What the exercise asks: Can you write out all of the data below word for word, omitting the pictures?

[Rows from a dataset for box labeling]
----

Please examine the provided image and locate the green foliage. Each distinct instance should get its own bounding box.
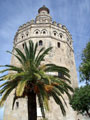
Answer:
[70,85,90,116]
[79,42,90,84]
[0,41,73,118]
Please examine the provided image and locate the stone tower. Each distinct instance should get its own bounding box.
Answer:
[4,6,78,120]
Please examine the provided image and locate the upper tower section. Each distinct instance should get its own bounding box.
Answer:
[35,5,52,23]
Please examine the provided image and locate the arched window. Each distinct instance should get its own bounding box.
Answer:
[60,34,62,38]
[22,43,24,48]
[54,32,56,36]
[16,102,19,108]
[57,42,60,48]
[22,35,24,39]
[36,31,38,34]
[39,40,43,46]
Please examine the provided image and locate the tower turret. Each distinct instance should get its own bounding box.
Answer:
[35,5,52,23]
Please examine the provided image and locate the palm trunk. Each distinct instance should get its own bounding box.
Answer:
[28,92,37,120]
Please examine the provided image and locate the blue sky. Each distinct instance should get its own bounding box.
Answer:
[0,0,90,120]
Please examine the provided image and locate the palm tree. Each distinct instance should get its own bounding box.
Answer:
[0,41,73,120]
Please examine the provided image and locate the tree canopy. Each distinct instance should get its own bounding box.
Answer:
[79,42,90,84]
[0,41,73,120]
[70,85,90,117]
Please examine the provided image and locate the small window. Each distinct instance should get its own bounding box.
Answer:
[70,41,72,45]
[58,72,64,78]
[26,33,28,36]
[60,34,62,38]
[54,32,56,36]
[43,31,46,34]
[36,31,38,34]
[22,35,24,39]
[57,42,60,48]
[16,102,19,108]
[39,40,43,46]
[22,43,24,48]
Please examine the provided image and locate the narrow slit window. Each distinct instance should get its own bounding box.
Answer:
[43,31,46,34]
[22,35,23,39]
[57,42,60,48]
[39,40,43,46]
[60,34,62,38]
[22,43,24,48]
[36,31,38,34]
[54,32,56,36]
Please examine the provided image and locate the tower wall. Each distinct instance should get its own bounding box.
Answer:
[4,5,78,120]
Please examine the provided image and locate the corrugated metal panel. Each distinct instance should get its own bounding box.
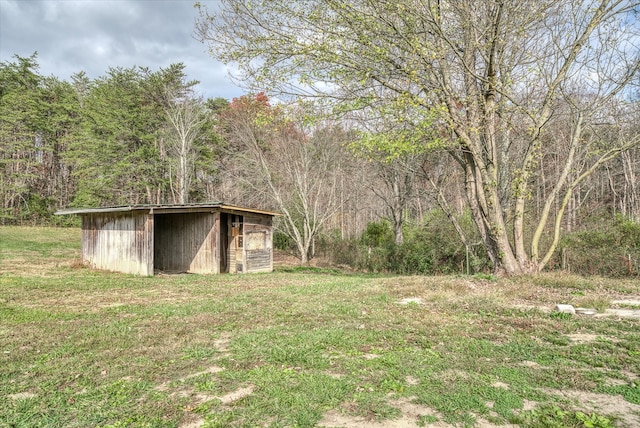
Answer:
[82,212,153,275]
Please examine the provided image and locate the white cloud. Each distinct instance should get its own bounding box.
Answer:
[0,0,245,99]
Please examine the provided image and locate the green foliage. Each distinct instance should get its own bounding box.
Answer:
[320,210,495,274]
[516,405,615,428]
[556,213,640,277]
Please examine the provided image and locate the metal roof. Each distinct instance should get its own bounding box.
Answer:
[55,202,280,216]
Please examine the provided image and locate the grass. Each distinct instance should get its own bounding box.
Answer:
[0,227,640,427]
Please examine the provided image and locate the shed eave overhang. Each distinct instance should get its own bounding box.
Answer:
[55,202,280,216]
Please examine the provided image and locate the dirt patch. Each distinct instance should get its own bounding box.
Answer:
[567,333,598,345]
[318,398,444,428]
[7,392,36,400]
[218,385,256,404]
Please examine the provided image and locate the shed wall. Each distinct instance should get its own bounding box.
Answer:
[154,212,219,273]
[244,215,273,272]
[82,211,153,275]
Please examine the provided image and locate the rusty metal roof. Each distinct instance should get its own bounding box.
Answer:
[55,202,280,216]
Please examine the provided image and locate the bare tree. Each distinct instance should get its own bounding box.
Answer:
[165,92,207,204]
[196,0,640,274]
[220,94,345,264]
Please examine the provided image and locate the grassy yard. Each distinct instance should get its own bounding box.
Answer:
[0,227,640,428]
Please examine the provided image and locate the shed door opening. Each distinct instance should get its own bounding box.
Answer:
[229,214,244,273]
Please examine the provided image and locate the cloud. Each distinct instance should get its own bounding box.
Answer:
[0,0,244,98]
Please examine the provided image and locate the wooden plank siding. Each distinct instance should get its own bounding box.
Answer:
[244,215,273,272]
[65,204,276,275]
[82,212,153,275]
[153,212,218,273]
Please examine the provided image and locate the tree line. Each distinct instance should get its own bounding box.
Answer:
[196,0,640,274]
[0,12,640,274]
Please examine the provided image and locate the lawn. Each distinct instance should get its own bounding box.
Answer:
[0,227,640,428]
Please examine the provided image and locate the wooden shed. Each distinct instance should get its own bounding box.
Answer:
[56,203,276,275]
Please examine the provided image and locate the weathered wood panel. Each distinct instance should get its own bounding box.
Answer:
[244,215,273,272]
[154,212,218,273]
[82,211,153,275]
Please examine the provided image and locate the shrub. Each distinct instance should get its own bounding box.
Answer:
[555,215,640,277]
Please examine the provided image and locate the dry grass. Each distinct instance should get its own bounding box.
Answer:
[0,228,640,428]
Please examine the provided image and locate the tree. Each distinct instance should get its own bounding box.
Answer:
[220,93,346,264]
[196,0,640,274]
[165,90,207,204]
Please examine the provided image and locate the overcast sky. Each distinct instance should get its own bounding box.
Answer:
[0,0,245,99]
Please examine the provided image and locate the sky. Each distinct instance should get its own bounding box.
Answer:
[0,0,246,99]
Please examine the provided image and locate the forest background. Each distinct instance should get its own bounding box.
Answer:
[0,1,640,276]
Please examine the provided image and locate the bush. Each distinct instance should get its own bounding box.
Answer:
[321,210,490,275]
[555,215,640,277]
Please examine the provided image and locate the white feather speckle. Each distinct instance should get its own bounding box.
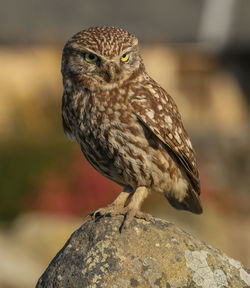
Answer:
[146,110,155,120]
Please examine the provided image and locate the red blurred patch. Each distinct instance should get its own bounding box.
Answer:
[31,154,122,215]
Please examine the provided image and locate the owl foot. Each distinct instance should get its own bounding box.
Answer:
[88,187,152,232]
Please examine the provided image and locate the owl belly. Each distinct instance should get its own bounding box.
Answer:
[77,113,187,199]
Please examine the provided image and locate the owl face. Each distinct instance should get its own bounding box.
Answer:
[62,27,143,89]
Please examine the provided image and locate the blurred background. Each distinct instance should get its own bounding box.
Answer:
[0,0,250,288]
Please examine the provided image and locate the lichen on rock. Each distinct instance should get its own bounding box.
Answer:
[36,216,249,288]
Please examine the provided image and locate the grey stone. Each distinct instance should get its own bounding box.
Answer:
[36,216,250,288]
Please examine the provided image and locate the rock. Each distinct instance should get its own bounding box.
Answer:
[36,216,250,288]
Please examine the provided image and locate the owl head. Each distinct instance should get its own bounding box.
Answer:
[62,27,144,89]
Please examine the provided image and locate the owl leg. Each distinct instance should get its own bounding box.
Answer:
[89,186,132,220]
[121,187,152,229]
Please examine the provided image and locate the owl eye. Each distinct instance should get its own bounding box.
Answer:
[121,53,129,62]
[84,53,98,63]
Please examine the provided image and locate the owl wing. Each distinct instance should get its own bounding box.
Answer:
[130,82,200,195]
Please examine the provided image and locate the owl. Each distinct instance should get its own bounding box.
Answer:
[61,27,202,228]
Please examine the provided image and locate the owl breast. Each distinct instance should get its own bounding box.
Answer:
[66,84,186,199]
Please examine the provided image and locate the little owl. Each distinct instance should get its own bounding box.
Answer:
[62,27,202,227]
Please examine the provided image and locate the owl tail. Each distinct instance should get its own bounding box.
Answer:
[165,187,203,214]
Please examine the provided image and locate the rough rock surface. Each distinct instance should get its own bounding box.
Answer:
[36,216,250,288]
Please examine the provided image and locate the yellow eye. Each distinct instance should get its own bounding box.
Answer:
[84,53,98,63]
[121,53,129,62]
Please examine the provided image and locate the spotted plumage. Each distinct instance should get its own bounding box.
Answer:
[62,27,202,230]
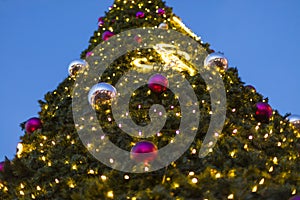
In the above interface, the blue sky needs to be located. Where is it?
[0,0,300,161]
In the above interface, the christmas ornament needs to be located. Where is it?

----

The reply:
Please examine the provided image and locate the green foliage. Each distinct instance should get its own bounding box.
Answer:
[70,85,90,116]
[79,42,90,84]
[0,41,73,118]
Please examine the provided image and locate the stone tower. Each distinct instance should get its own bounding box.
Answer:
[4,6,78,120]
Please examine the provided image and locate the upper tower section. Each distinct instance should get its own bounding box.
Answer:
[35,5,52,23]
Please examine the provided image and locate the arched window. Each distinct instance should get its own bounding box.
Answer:
[60,34,62,38]
[22,43,24,48]
[54,32,56,36]
[16,102,19,108]
[57,42,60,48]
[22,35,24,39]
[36,31,38,34]
[39,40,43,46]
Please examine the provided image and locate the tower turret. Each distinct instance should get its own bounding box.
Answer:
[35,5,52,23]
Please examine the provided image and locate the palm trunk. Each distinct instance should get its own bounding box.
Answer:
[28,92,37,120]
Please examine the provided image and locate the blue sky. Each distinct instance should get its own bounding box.
Answer:
[0,0,90,120]
Please examine the provided image and locate the palm tree. Each distinct instance should get its own bounding box.
Answer:
[0,41,73,120]
Please examine the provided image and locate the tree canopy. Each distinct instance should get its own bounding box.
Answer:
[79,42,90,84]
[0,41,73,120]
[70,85,90,117]
Please examine the provided image and locate the small window. Each distinct instance should get its own bounding box.
Answer:
[70,41,72,45]
[58,72,64,78]
[26,33,28,36]
[60,34,62,38]
[54,32,56,36]
[43,31,46,34]
[36,31,38,34]
[22,35,24,39]
[57,42,60,48]
[16,102,19,108]
[39,40,43,46]
[22,43,24,48]
Please examine the provided image and locate the narrow slit window. Each distinct instance should get its own bounding box.
Answer:
[43,31,46,34]
[22,35,23,39]
[57,42,60,48]
[39,40,43,46]
[60,34,62,38]
[22,43,24,48]
[36,31,38,34]
[54,32,56,36]
Please examine the provided image and locate the tower wall. Each distinct instance should get its own bounding box.
Answer:
[4,5,78,120]
Please examine the provided image and locate the corrugated metal panel. Each distinct instance should get its own bounding box.
Answer:
[82,212,153,275]
Please examine the provided image and locate the white cloud. Each distinct instance should get its own bounding box.
Answer:
[0,0,245,99]
Please examine the provided image and locate the green foliage. Each distinct instance should get its own bounding box.
Answer:
[320,210,495,274]
[516,405,615,428]
[556,213,640,277]
Please examine the provided image and locate the metal roof. Each distinct instance should get its own bounding box.
Answer:
[55,202,280,216]
Please examine the provided image and locate the grass. Each distinct instance should get its own bounding box.
Answer:
[0,227,640,427]
Please examine the provided image and locate the shed eave overhang. Each distinct instance should get its own bounding box.
Answer:
[55,202,280,216]
Please examine the provided image and locate the dirt patch. Each distinct instance should get its own bounding box.
Answer:
[567,333,598,345]
[318,398,444,428]
[7,392,36,400]
[218,385,256,404]
Please examine the provided image and locate the shed wall. Each distinct instance should get its own bounding box.
Answer:
[154,212,219,273]
[244,215,273,272]
[82,211,153,275]
Please examine the provided image and locate the rusty metal roof. Each distinct instance should get its own bounding box.
Answer:
[55,202,280,216]
Please examine the provided image and locate the bare tree. Each distinct instance should get its own bounding box.
Answer:
[165,92,207,204]
[196,0,640,274]
[220,94,345,264]
Please examine the provided image and locate the grassy yard. Each distinct instance should get its own bounding box.
Answer:
[0,227,640,428]
Please examine the provided image and locate the shed door opening. Each distinct instance should get its own bounding box.
Answer:
[229,214,244,273]
Please examine the provided image and locate the cloud. Each distinct instance should get its own bounding box.
Answer:
[0,0,244,98]
Please examine the provided image and locate the wooden plank siding. Each distinct instance should get its own bounding box.
Answer:
[244,215,273,272]
[65,204,276,275]
[82,212,153,275]
[153,212,218,273]
Please examine the provided image and locate the tree line. Each distinct instance should get its own bounding box.
Answer:
[196,0,640,274]
[0,12,640,274]
Please examine the provided image and locate the lawn. Each distinct instance should get its own bounding box.
Answer:
[0,227,640,428]
Please examine the provided image and locate the wooden shed. Each distinct instance should get its own bounding box.
Answer:
[56,203,276,275]
Please examine the provided image and locate the weathered wood panel. Each distinct instance should get its own bounding box.
Answer:
[244,215,273,272]
[154,212,218,273]
[82,211,153,275]
Please examine the provided image and locate the shrub. Each distinct instance should get its own bounding box.
Answer:
[555,215,640,277]
Please examine the provided image and locate the dry grass. Each distinct instance should get its own bounding box.
Answer:
[0,228,640,428]
Please examine the provided image and locate the tree. Each distinct instance should get its own bounding box.
Answer:
[220,93,346,264]
[196,0,640,274]
[165,90,207,204]
Please examine the provided image and locate the overcast sky. Each distinct instance should get its own bounding box.
Answer:
[0,0,245,99]
Please examine the provided image and locate the sky. Each distinct instance should get its own bounding box.
Answer:
[0,0,246,99]
Please examine the provided image and locate the forest background. Each distinct instance should get its own bounding box.
Answer:
[0,1,640,276]
Please examine the provided image and locate the bush. Each distinct instance should get its own bounding box.
Answer:
[321,210,490,275]
[555,215,640,277]
Please examine the provided image and locate the white feather speckle. Each distinct instance should get its own bounding box.
Answer:
[146,110,155,120]
Please examine the provided image and locate the red blurred patch. Each distinct instance should get its own bounding box.
Answer:
[31,154,122,215]
Please examine the provided image and locate the owl foot. Each distinct instance should get its own bounding box.
Answer:
[88,187,152,232]
Please examine the provided image and locate the owl belly. Each distinct instance should get its own bounding box.
Answer:
[77,113,187,199]
Please examine the provided image and locate the owl face. Each distinct instance should get its own bounding box.
Answer:
[62,27,143,89]
Please examine the provided image and locate the blurred background. Each distinct instance should get its own bounding box.
Answer:
[0,0,250,288]
Please examine the provided image and locate the lichen on rock. Each distinct instance should get its own bounding box.
Answer:
[36,216,249,288]
Please examine the provided image and locate the grey stone. Each distinct instance should get its own bounding box.
Answer:
[36,216,250,288]
Please examine the provided image and locate the rock. Each distinct instance should get its own bounding box.
Answer:
[36,216,250,288]
Please examine the provided image and locate the owl head. Each distinct instance should get its own bounding box.
Answer:
[62,27,144,89]
Please examine the provided image and locate the owl leg. Each distinct instance should get its own bounding box.
Answer:
[89,186,132,220]
[121,187,152,229]
Please examine the provided image and locate the owl eye. Each distinct instance should get its own bounding box.
Answer:
[121,53,129,62]
[84,53,98,63]
Please examine the provided image and locate the owl wing. Each distinct instance should get its own bounding box.
Answer:
[130,82,200,195]
Please examine the provided image and locate the owl. Each distinct instance should get its own bounding box.
Answer:
[61,27,202,228]
Please examine the provided image and locate the owl breast. Each distinct instance should get its own bounding box.
Answer:
[66,84,186,199]
Please examine the provided image and locate the little owl. Each distinct instance should get its own bounding box.
Answer:
[62,27,202,227]
Please examine the provided image and locate the owl tail. Each distinct instance should get its own bounding box.
Answer:
[165,187,203,214]
Please examine the provided image and locate the rough rock surface. Each distinct instance should get its own bounding box.
Answer:
[36,216,250,288]
Please examine the provided image and locate the yellow eye. Each distinct instance should get its own bounding box.
Answer:
[84,53,98,63]
[121,53,129,62]
Please examine the provided image and locate the spotted plumage. Each distinct instance should get its own bounding box.
Answer:
[62,27,202,230]
In the above interface, the blue sky needs to be located. Where is it?
[0,0,300,161]
In the above interface, the christmas ornament needs to be located. Where is it?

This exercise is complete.